== Segment start ==
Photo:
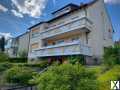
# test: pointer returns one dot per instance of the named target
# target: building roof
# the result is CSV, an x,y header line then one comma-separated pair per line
x,y
76,7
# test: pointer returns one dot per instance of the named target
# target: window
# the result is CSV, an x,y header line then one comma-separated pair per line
x,y
34,46
74,17
75,39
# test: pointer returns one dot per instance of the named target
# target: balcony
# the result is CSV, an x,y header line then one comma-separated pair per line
x,y
82,24
74,48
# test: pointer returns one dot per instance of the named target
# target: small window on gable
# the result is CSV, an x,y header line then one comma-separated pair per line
x,y
60,41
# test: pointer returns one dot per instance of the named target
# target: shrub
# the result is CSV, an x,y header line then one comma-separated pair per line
x,y
112,74
17,60
18,75
112,56
66,77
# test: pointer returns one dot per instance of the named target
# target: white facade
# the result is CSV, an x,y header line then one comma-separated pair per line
x,y
84,31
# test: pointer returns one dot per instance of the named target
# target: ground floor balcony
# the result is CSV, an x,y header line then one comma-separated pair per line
x,y
73,48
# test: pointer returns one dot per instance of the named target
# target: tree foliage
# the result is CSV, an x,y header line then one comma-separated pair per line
x,y
18,75
67,77
112,56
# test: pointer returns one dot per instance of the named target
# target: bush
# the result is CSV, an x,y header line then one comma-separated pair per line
x,y
3,57
112,56
18,75
66,77
5,66
112,74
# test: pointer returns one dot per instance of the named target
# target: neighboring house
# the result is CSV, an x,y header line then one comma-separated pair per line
x,y
19,44
75,30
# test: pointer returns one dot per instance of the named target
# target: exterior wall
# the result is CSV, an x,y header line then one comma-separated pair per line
x,y
23,43
100,28
19,44
99,37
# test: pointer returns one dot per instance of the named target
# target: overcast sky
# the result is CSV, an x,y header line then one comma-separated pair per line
x,y
18,15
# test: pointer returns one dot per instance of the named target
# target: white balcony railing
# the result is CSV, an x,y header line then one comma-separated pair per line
x,y
71,26
62,49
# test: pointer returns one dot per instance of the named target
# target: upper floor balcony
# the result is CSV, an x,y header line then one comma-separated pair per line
x,y
82,24
73,48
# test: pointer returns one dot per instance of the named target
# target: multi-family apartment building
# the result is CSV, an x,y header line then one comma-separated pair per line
x,y
18,45
83,29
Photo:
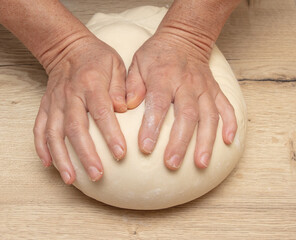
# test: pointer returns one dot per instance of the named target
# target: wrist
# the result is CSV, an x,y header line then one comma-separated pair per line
x,y
45,27
197,22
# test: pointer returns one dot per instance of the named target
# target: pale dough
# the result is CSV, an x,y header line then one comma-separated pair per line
x,y
143,182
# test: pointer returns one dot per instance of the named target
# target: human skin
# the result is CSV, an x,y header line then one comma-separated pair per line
x,y
86,75
173,66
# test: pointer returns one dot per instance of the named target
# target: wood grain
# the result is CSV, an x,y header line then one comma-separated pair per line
x,y
258,199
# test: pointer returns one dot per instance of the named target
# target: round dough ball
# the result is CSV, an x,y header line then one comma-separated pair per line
x,y
140,181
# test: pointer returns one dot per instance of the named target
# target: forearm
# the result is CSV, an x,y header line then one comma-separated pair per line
x,y
198,21
45,27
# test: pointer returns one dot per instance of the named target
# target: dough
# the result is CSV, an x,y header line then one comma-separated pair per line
x,y
143,182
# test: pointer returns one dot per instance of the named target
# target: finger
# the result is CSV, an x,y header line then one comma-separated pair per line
x,y
40,139
56,144
101,109
207,128
186,112
117,88
157,103
227,114
134,86
76,129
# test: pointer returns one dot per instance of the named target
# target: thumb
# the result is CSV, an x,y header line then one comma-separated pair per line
x,y
135,88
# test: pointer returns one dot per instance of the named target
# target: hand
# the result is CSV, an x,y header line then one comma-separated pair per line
x,y
168,68
87,76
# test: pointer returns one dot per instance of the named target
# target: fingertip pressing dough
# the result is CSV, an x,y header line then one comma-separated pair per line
x,y
140,181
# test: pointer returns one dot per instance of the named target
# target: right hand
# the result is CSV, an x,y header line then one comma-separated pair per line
x,y
88,75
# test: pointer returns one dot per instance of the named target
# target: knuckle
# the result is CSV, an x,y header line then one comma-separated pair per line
x,y
157,101
229,108
73,128
189,113
213,117
51,134
102,113
117,89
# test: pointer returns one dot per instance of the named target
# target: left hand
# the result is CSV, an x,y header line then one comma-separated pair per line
x,y
169,69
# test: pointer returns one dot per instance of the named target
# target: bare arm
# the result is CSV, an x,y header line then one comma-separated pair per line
x,y
173,66
85,74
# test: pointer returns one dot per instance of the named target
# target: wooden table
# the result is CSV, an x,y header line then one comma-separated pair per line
x,y
258,199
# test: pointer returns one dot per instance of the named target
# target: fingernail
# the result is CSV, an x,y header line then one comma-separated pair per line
x,y
66,177
129,97
174,161
120,99
94,173
43,162
231,137
118,152
204,160
148,145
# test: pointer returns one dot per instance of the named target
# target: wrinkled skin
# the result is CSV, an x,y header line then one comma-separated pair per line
x,y
90,78
167,69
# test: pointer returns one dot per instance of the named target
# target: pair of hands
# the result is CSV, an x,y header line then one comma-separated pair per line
x,y
91,77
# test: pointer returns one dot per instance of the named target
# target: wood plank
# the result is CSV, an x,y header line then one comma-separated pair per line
x,y
260,192
257,201
258,40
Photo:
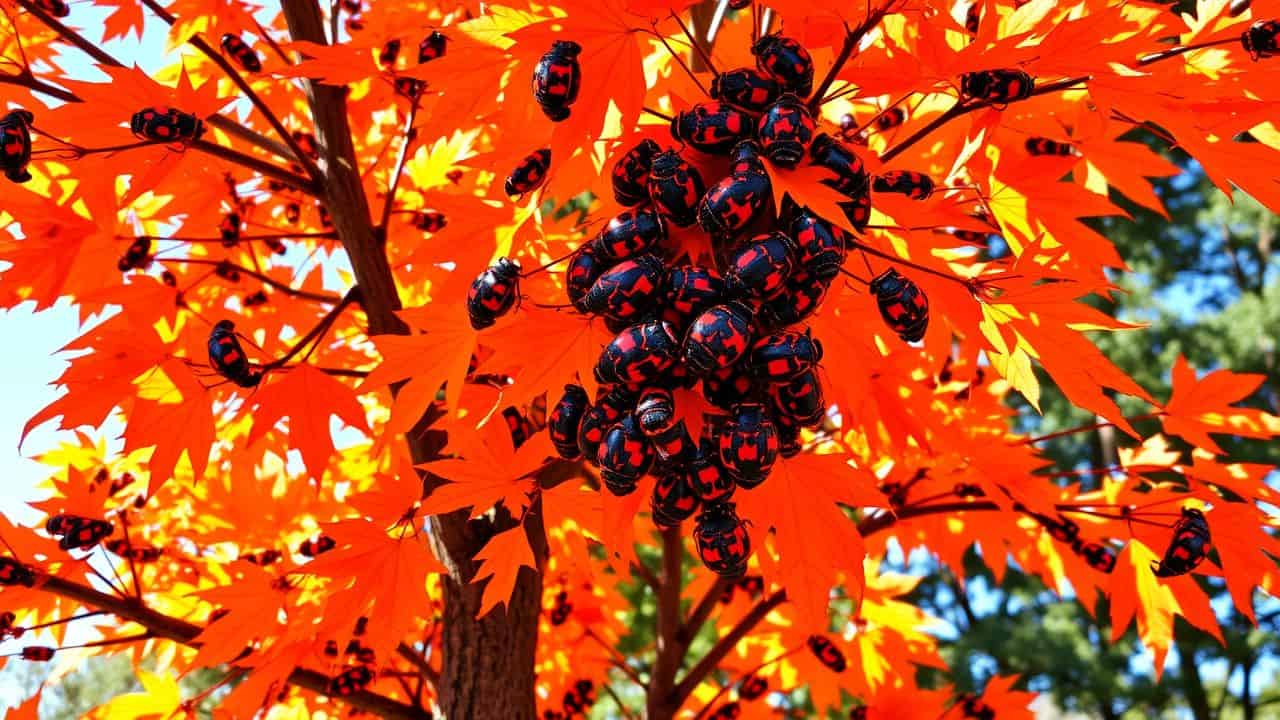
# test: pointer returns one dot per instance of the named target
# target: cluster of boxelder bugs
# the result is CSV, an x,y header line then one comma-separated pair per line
x,y
731,328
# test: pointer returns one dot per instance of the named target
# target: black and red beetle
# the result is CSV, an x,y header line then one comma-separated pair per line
x,y
917,186
722,541
1188,547
227,356
167,124
903,305
827,654
430,220
1262,40
760,269
630,233
821,246
387,55
557,80
493,292
16,144
13,573
625,456
787,62
727,387
672,500
351,680
718,337
245,55
749,445
630,173
584,269
599,417
781,356
675,187
690,290
737,199
800,399
433,46
711,483
1046,146
627,291
55,8
712,127
639,354
137,255
319,545
565,419
229,228
785,131
850,173
800,297
997,87
746,87
530,173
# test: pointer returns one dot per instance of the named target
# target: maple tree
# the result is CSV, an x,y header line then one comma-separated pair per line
x,y
275,233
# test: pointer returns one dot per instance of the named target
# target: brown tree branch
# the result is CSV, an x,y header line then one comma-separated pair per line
x,y
200,42
179,630
283,287
671,652
722,647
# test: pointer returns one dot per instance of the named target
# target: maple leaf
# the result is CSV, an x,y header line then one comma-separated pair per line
x,y
307,397
1198,408
501,560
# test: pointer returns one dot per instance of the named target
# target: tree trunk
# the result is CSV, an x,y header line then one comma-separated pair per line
x,y
488,664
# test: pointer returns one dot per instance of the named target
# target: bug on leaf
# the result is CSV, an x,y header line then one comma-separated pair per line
x,y
557,78
1046,146
137,255
639,355
629,290
780,356
565,419
785,131
493,292
850,173
630,174
13,573
723,545
227,356
630,232
787,62
739,197
718,338
676,187
433,46
997,87
530,173
245,55
822,246
760,269
167,124
903,305
746,87
351,680
690,290
1262,40
917,186
749,445
827,654
16,145
712,127
625,456
1188,547
672,500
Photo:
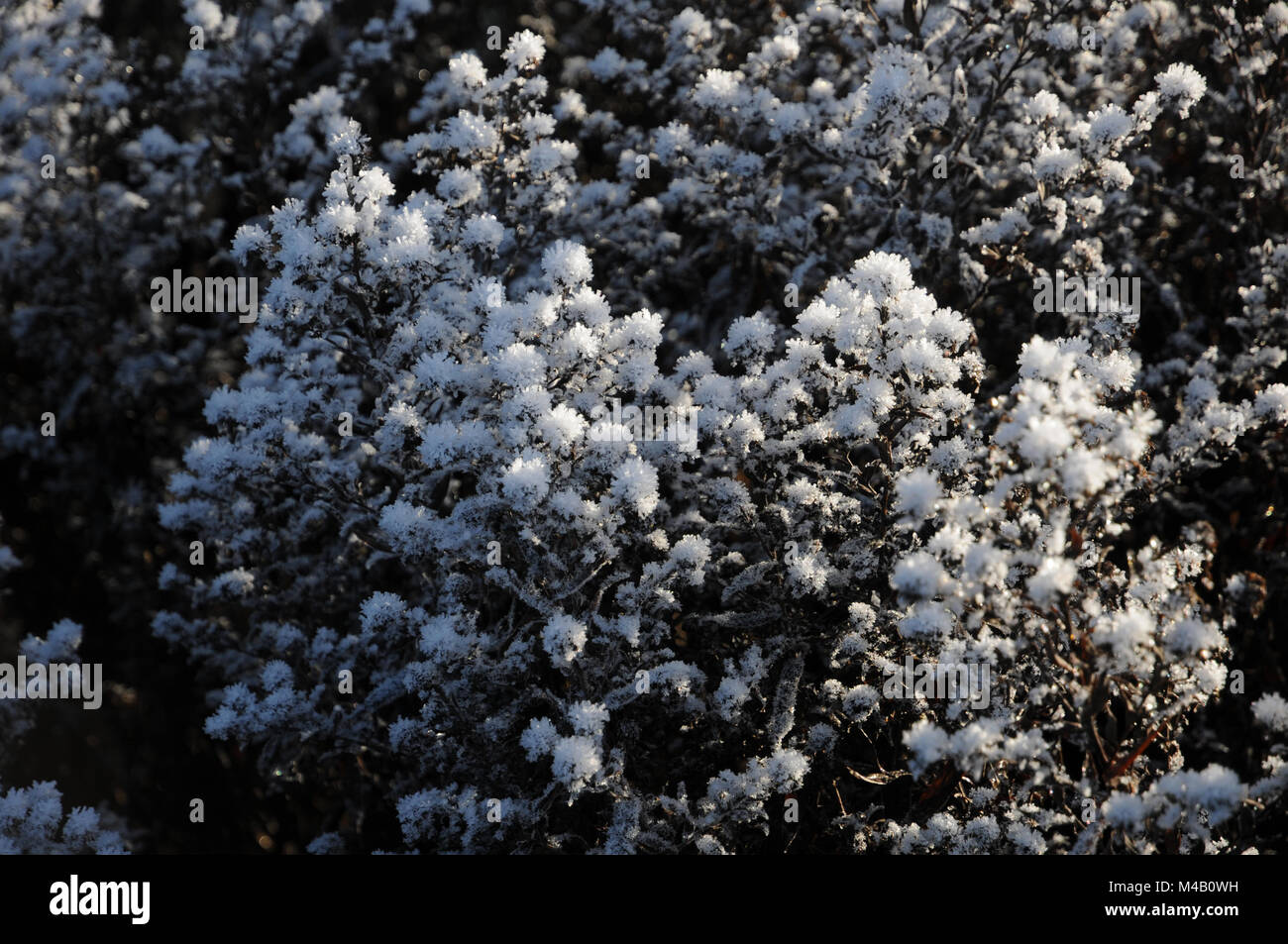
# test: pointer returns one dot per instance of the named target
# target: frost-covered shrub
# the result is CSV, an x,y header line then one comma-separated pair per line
x,y
634,397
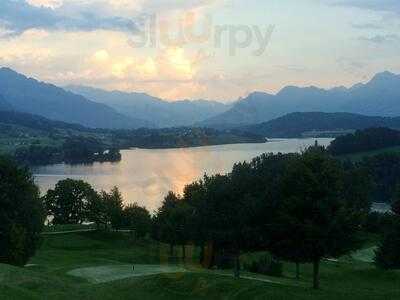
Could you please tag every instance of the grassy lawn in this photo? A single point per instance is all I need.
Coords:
(58, 272)
(359, 156)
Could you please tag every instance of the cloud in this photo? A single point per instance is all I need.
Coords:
(18, 16)
(380, 39)
(366, 26)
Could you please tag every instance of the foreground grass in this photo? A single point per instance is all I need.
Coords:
(47, 276)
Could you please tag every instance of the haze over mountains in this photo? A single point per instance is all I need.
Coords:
(155, 110)
(379, 97)
(301, 124)
(31, 96)
(97, 108)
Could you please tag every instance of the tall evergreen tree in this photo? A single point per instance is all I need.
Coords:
(21, 214)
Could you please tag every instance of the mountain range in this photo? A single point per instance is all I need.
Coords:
(97, 108)
(31, 96)
(378, 97)
(155, 110)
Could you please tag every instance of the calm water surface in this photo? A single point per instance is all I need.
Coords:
(145, 176)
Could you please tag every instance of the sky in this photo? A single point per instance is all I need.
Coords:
(200, 49)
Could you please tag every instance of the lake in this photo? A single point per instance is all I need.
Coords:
(145, 176)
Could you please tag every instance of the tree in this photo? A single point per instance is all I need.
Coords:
(68, 202)
(138, 219)
(317, 217)
(396, 201)
(113, 203)
(387, 256)
(166, 223)
(21, 214)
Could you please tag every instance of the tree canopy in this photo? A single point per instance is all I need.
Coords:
(21, 214)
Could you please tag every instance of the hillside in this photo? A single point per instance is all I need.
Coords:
(155, 110)
(4, 105)
(34, 139)
(318, 123)
(378, 97)
(31, 96)
(366, 140)
(58, 268)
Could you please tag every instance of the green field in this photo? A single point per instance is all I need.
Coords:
(95, 265)
(359, 156)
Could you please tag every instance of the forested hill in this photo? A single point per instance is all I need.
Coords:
(33, 139)
(300, 124)
(32, 96)
(365, 140)
(35, 122)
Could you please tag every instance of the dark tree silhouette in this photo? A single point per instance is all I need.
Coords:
(21, 214)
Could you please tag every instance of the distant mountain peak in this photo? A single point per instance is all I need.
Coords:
(384, 76)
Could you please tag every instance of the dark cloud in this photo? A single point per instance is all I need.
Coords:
(18, 16)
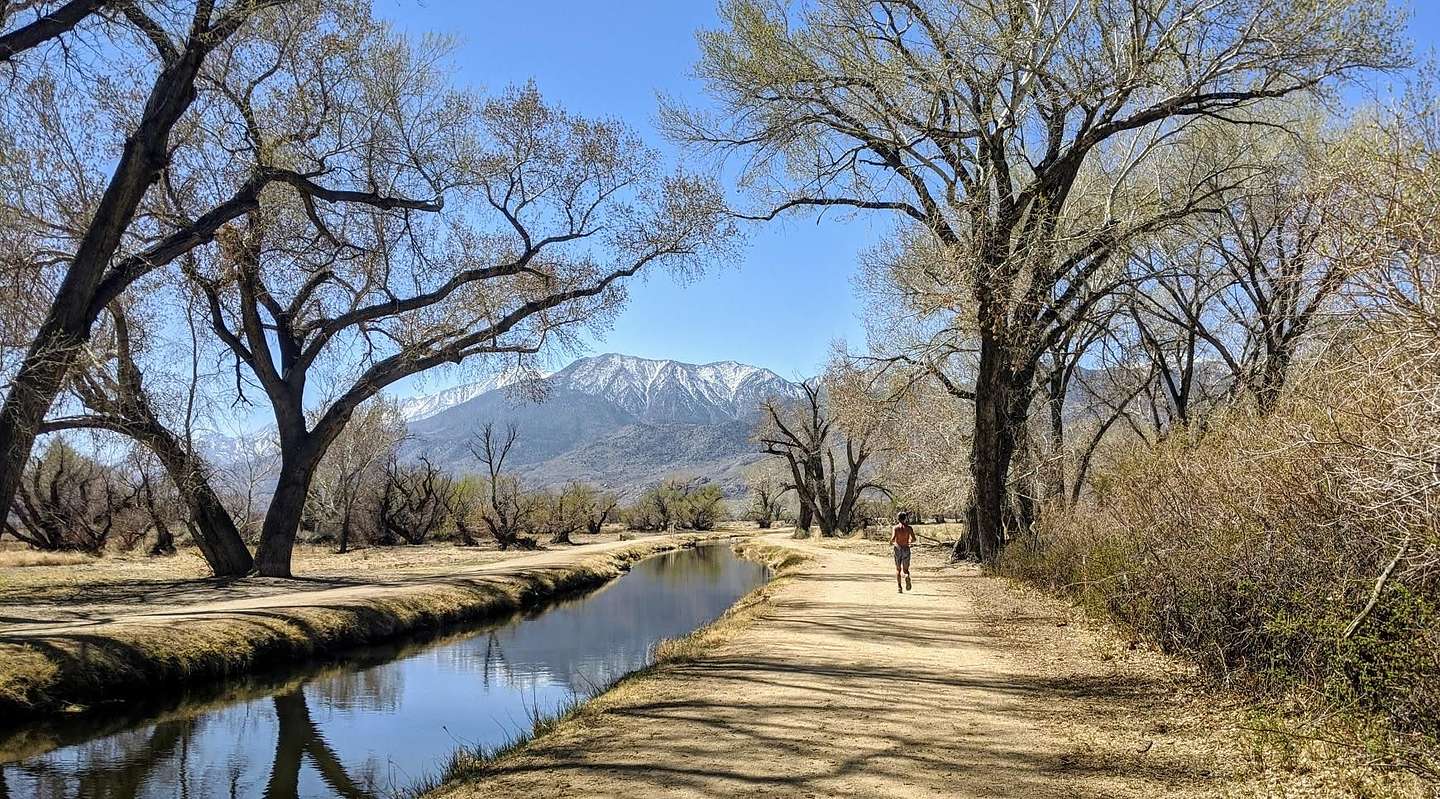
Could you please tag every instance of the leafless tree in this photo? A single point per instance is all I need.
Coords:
(563, 210)
(414, 503)
(766, 497)
(1026, 138)
(68, 503)
(354, 467)
(173, 183)
(507, 510)
(805, 436)
(110, 386)
(562, 513)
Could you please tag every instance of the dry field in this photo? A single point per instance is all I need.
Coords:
(69, 586)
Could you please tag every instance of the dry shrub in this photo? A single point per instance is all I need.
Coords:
(1256, 547)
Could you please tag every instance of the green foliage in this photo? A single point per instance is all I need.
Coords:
(1253, 549)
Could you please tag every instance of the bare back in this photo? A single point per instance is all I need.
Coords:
(902, 536)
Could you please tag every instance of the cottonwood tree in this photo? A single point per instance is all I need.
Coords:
(113, 395)
(101, 124)
(252, 98)
(354, 467)
(547, 215)
(412, 503)
(1021, 137)
(805, 436)
(1266, 268)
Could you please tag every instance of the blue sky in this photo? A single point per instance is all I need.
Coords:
(789, 294)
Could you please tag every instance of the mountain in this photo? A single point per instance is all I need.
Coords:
(429, 405)
(617, 421)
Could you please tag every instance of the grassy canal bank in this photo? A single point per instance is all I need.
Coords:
(71, 665)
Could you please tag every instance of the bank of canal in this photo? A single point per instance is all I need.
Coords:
(388, 717)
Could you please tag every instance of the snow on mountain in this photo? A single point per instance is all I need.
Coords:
(666, 390)
(422, 406)
(617, 421)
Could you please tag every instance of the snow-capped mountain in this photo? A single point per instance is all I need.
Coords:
(429, 405)
(666, 390)
(618, 421)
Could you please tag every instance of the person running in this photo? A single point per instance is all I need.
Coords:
(900, 539)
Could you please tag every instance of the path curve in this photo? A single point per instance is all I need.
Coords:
(843, 687)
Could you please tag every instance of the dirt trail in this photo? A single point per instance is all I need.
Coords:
(843, 687)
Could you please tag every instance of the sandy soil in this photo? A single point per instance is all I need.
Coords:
(840, 685)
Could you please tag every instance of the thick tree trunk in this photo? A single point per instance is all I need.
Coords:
(215, 531)
(72, 313)
(164, 540)
(282, 517)
(1001, 399)
(1056, 470)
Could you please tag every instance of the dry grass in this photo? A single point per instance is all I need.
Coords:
(77, 665)
(81, 589)
(28, 559)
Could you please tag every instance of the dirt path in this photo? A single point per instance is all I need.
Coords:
(843, 687)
== Segment end ==
• **What is expected**
Using the listing above, return all lines where the word "window" occurs.

• **Written response**
# target: window
# target: small window on gable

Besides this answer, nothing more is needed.